### Source extract

┄┄┄┄┄┄┄┄┄┄┄┄┄┄┄┄┄┄┄┄

1
Basic Theories of Power System Relay Protection

1.1 Introduction

As the first defence line to ensure the security of a power grid, relay protection is very important for the fast isolation of faults and the effective control of fault expansion [1,2]. However, in recent years, with the continuous integration of large-scale renewable energy sources, the structure of modern power grids has become more and more complex, and more and more problems in traditional relay protection have been exposed, such as difficulties in backup protection setting and cooperation, unexpected changes of grid structure or operating conditions which may cause protection to malfunction or refuse to operate, and cause major load transfer which easily leads to cascading, tripping and even blackout, etc.

┄┄┄┄┄┄┄┄┄┄┄┄┄┄┄┄┄┄┄┄

### Requests
(A) Revise the relay protection passage, starting with "1.1 Introduction" and going on through "even blackout, etc.", so that "relay protection" reads "protective relaying" throughout.
(B) Copy out every one of the records below verbatim, leaving the pictures out.

### Data listing
┄┄┄┄┄┄┄┄┄┄┄┄┄┄┄┄┄┄┄┄

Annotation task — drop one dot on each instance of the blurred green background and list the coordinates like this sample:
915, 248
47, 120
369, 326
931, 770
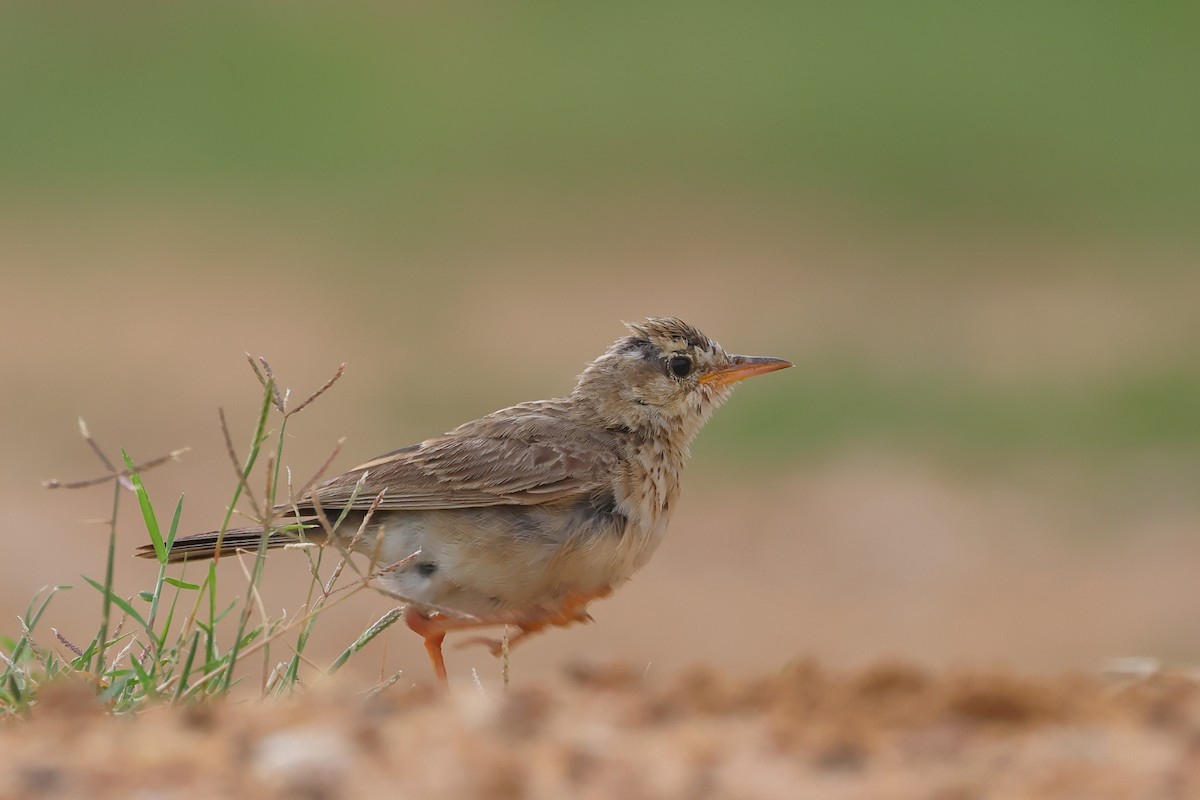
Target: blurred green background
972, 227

┄┄┄┄┄┄┄┄┄┄┄┄┄┄┄┄┄┄┄┄

### Results by task
(A)
1.1 Introduction

As the first defence line to ensure the security of a power grid, protective relaying is very important for the fast isolation of faults and the effective control of fault expansion [1,2]. However, in recent years, with the continuous integration of large-scale renewable energy sources, the structure of modern power grids has become more and more complex, and more and more problems in traditional protective relaying have been exposed, such as difficulties in backup protection setting and cooperation, unexpected changes of grid structure or operating conditions which may cause protection to malfunction or refuse to operate, and cause major load transfer which easily leads to cascading, tripping and even blackout, etc.

(B)
Annotation task — drop one dot on each instance of the blurred green background and list the coordinates like this sample:
915, 248
47, 120
369, 326
931, 770
Target: blurred green background
972, 227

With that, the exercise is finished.